--- begin Task input ---

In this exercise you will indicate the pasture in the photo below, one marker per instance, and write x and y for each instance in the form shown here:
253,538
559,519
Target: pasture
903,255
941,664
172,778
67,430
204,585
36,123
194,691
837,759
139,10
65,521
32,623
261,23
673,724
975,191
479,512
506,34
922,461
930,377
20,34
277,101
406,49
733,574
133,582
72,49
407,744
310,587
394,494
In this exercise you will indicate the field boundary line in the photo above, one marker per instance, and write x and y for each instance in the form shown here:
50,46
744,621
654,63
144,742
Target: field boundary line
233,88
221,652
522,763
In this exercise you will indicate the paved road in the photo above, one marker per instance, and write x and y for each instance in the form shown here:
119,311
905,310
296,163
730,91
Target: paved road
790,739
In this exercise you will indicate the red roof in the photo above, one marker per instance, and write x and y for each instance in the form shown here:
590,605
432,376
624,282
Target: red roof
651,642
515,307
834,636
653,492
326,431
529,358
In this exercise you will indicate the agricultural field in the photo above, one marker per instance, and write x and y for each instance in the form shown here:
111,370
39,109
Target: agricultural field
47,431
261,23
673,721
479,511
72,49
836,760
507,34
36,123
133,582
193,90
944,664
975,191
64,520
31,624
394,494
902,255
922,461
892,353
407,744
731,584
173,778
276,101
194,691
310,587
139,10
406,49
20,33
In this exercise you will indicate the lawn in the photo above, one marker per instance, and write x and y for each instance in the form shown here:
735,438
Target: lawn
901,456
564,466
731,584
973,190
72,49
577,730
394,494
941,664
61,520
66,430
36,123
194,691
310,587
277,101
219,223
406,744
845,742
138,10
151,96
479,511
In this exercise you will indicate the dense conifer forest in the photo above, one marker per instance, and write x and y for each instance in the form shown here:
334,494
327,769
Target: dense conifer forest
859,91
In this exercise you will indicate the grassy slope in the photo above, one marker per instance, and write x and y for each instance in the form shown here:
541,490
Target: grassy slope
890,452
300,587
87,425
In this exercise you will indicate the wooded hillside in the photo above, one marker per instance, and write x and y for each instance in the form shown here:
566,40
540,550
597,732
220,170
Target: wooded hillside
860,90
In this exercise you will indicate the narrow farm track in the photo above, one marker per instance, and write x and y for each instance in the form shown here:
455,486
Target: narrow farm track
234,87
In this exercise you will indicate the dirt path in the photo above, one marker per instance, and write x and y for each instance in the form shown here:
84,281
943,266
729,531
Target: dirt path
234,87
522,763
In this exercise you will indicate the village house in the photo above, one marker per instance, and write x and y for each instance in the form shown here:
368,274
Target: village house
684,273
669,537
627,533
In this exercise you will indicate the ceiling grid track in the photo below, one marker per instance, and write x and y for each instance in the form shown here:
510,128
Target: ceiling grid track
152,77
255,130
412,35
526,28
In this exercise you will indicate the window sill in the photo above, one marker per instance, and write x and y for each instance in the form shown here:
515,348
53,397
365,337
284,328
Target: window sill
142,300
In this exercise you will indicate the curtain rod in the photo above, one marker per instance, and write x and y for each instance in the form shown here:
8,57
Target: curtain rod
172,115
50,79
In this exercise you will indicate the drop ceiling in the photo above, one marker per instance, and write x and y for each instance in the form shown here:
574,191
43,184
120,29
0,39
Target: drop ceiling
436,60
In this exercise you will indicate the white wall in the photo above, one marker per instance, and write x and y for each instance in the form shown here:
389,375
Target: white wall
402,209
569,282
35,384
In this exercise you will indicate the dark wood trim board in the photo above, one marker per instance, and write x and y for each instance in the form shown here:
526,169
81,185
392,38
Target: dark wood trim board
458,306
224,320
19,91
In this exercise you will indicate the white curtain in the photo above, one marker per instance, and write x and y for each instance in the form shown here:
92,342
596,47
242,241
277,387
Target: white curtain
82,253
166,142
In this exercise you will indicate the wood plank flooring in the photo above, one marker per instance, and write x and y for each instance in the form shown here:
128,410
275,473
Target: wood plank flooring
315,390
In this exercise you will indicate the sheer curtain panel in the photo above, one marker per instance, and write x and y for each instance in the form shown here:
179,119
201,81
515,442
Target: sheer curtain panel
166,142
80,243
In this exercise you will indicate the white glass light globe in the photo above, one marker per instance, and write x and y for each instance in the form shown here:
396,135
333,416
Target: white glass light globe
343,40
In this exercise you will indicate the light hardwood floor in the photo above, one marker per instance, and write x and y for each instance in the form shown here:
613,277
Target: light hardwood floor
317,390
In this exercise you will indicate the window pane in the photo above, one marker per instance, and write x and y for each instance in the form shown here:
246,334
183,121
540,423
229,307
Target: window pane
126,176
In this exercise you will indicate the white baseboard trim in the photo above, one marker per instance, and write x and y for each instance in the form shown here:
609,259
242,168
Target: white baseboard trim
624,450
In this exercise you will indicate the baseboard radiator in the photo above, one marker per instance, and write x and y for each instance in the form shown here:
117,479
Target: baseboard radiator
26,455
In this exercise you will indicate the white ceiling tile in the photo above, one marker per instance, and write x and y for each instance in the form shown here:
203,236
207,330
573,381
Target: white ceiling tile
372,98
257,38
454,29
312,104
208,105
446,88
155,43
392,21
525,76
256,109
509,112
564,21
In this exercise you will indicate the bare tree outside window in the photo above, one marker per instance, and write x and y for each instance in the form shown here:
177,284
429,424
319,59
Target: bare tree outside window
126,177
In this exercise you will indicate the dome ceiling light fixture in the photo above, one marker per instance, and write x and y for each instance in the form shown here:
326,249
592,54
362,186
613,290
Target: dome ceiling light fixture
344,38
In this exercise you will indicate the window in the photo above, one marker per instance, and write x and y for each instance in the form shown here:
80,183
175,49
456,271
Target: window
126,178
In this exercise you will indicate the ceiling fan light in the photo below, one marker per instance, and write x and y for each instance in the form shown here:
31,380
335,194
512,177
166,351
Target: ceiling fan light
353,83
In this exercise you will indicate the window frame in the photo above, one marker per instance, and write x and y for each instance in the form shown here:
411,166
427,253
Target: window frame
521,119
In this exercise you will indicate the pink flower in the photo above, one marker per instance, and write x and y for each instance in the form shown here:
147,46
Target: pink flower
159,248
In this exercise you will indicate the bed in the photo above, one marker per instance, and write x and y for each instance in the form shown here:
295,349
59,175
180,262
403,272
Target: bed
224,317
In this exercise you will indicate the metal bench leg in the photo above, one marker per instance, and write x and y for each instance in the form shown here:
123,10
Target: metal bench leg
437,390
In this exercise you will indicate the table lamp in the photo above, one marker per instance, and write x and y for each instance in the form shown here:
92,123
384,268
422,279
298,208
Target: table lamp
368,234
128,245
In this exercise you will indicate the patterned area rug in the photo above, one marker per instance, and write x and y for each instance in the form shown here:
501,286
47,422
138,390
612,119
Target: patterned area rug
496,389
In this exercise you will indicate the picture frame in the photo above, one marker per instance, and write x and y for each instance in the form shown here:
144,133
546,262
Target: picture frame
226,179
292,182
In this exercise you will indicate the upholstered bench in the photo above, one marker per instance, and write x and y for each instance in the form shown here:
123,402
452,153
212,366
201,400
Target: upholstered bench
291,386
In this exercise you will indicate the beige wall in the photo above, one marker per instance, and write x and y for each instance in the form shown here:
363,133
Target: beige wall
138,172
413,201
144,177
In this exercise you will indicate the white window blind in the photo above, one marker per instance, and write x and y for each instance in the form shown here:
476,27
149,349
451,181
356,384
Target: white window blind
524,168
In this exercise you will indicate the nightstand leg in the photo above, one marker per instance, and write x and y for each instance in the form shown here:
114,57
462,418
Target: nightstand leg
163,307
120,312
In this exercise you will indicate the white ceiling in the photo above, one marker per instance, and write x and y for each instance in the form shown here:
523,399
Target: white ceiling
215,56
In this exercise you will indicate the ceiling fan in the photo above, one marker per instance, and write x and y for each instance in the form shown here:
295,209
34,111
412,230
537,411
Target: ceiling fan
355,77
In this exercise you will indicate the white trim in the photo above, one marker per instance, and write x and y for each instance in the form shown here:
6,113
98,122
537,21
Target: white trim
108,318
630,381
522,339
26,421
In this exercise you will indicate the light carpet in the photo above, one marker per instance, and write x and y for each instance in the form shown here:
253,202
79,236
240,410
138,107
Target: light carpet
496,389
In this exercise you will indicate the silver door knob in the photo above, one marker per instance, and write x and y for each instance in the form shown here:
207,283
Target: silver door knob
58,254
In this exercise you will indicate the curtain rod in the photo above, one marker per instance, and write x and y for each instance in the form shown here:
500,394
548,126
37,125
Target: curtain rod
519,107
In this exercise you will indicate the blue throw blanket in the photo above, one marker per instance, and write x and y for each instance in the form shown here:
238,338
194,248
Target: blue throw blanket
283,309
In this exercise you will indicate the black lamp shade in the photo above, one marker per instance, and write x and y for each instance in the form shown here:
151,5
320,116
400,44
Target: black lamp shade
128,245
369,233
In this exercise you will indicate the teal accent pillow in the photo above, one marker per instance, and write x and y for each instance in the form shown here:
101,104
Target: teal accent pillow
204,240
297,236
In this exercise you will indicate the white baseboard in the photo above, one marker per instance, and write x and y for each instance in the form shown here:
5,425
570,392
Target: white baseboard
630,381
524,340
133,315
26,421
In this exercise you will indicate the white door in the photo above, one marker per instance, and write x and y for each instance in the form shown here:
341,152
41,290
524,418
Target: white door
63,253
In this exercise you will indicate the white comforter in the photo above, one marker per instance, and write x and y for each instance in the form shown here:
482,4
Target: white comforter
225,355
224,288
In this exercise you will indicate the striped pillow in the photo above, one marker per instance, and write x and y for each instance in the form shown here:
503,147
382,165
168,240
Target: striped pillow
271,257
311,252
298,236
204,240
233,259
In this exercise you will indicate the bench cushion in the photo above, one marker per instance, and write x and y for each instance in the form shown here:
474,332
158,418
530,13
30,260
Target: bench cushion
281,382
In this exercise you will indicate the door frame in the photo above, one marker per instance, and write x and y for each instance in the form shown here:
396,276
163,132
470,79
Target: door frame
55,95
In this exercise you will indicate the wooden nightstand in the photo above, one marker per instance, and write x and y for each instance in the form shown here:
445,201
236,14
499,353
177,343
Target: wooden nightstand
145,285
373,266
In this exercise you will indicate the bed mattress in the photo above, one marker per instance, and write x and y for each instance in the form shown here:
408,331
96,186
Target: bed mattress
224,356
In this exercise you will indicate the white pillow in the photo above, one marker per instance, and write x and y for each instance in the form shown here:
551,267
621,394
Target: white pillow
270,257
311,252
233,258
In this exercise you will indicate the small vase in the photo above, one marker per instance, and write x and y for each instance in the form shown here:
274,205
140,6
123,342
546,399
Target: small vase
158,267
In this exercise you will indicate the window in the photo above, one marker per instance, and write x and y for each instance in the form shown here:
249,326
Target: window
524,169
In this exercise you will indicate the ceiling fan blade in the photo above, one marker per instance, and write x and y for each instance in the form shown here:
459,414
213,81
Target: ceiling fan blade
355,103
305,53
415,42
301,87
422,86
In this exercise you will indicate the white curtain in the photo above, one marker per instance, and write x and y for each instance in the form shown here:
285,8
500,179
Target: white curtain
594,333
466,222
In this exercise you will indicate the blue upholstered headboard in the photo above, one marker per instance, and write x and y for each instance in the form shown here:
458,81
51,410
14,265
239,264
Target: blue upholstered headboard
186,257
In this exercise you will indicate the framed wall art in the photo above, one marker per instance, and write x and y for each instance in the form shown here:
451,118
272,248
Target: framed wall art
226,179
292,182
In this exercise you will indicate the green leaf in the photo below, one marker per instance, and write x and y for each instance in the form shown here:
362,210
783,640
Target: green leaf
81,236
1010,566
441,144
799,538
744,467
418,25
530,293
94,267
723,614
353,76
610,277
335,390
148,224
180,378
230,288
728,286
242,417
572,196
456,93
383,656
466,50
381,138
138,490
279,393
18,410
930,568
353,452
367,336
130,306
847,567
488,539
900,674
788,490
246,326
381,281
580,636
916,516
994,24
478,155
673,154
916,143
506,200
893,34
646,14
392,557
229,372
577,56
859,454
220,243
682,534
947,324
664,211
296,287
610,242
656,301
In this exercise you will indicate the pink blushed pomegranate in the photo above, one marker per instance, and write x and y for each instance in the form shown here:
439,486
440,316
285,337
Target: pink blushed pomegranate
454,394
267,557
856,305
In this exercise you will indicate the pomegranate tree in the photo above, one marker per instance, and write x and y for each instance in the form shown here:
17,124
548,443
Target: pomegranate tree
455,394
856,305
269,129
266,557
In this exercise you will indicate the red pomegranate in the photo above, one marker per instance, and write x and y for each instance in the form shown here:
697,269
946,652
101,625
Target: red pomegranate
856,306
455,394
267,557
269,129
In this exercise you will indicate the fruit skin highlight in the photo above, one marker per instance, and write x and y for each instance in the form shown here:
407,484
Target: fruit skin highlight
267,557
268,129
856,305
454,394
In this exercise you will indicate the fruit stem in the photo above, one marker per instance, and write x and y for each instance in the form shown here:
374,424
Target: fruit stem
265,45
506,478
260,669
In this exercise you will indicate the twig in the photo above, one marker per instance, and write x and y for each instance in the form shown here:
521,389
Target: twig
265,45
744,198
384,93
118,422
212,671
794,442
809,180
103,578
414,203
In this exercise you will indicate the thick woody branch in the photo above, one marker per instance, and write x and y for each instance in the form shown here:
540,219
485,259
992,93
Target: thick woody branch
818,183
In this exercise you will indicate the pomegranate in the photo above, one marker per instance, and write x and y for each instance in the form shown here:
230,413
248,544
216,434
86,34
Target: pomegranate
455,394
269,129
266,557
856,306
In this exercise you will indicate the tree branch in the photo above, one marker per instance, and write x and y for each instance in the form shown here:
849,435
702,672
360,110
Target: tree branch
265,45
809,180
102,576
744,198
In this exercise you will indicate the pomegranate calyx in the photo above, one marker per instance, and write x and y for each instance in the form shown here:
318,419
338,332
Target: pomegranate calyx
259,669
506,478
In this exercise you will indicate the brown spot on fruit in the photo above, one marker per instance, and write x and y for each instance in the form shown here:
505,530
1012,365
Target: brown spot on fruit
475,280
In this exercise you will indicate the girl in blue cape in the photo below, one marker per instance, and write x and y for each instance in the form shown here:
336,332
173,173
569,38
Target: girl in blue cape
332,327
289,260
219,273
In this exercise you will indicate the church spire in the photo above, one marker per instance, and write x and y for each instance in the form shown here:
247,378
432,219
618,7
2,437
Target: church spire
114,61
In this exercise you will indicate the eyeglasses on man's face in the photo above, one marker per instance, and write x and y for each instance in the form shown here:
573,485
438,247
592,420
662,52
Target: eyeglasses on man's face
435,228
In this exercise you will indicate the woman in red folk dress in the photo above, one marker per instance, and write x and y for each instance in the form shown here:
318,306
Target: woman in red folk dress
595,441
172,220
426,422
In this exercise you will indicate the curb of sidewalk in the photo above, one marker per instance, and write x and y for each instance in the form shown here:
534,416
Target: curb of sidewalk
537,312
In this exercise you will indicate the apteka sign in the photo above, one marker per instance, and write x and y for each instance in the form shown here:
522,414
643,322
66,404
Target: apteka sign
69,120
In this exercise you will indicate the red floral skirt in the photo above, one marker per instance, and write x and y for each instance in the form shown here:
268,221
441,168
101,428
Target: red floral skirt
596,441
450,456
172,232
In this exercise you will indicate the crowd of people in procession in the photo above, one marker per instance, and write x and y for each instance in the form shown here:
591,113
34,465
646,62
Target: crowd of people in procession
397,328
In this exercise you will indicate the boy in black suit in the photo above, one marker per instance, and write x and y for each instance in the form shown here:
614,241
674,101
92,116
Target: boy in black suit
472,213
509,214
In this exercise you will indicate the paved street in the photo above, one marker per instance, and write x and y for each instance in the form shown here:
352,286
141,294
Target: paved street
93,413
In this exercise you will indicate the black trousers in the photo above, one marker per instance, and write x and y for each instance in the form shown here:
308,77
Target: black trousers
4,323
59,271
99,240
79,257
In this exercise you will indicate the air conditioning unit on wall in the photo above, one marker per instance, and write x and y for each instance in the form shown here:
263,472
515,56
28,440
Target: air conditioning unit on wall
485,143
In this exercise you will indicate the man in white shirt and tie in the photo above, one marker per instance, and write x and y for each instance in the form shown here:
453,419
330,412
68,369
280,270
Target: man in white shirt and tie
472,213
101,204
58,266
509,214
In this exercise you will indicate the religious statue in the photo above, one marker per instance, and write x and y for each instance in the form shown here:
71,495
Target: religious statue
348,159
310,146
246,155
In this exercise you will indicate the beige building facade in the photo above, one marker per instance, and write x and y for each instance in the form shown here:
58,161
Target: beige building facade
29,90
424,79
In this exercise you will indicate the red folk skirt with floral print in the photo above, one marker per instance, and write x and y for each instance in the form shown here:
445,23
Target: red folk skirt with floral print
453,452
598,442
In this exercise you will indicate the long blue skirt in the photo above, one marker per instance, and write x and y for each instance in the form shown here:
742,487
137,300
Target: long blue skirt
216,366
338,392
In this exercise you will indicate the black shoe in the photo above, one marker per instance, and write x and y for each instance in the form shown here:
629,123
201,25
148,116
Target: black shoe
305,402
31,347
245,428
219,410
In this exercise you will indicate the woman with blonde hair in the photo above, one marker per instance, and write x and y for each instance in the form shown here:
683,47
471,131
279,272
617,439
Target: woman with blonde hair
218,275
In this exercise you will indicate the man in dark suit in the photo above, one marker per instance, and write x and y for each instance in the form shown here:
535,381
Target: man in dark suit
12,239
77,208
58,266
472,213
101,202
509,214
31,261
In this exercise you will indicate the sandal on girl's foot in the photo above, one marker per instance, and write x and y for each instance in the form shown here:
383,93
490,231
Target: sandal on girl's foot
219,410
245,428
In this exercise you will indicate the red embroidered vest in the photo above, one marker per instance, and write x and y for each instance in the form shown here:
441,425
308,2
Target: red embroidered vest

--- end Task input ---

Exercise prompt:
Take the line that contains "In this exercise you will indicate the woman with" and every line after it through the end of the listing above, and repeat them exactly.

Answer to the exercise:
In this exercise you will indicate the woman with blonde hair in the photo above, one marker per instance, and write x and y for each instance in the form shown here:
683,47
471,131
279,272
617,439
Target: woman with blonde hair
218,275
In this exercise you will indicate the man in dark suit in the photo above, one marker per instance, and write x and y for each instance in the form shown here:
535,381
Target: man in dark suit
12,239
77,208
58,266
472,213
101,202
509,214
31,261
In this exercise you will indicate the sandal on girl's foot in the photo above, one marker per instance, and write x and y for each instance in the form shown here:
383,93
490,231
Target: sandal on girl's foot
219,410
245,428
In this exercise you will indicate the red embroidered vest in the photo above, one marker per instance, and write x and y for each instance in the form shown here:
441,425
308,2
Target: red embroidered vest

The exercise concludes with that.